--- The data Enclosed Below ---

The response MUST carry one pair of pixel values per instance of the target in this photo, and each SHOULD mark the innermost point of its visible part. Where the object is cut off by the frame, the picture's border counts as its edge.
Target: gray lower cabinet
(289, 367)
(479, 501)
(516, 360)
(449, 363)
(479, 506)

--- End of Enclosed The data ---

#### [What to work on]
Every entry must appear again in the answer, exactly as written.

#### [Answer to this task]
The response MUST carry one pair of pixel values per instance of the target in this photo, and each SHOULD mark the innermost point of its visible part. Where the object is cut off by the frame, the picture's border counts as its edge.
Target: gray lower cabinet
(289, 367)
(479, 501)
(516, 360)
(449, 363)
(479, 506)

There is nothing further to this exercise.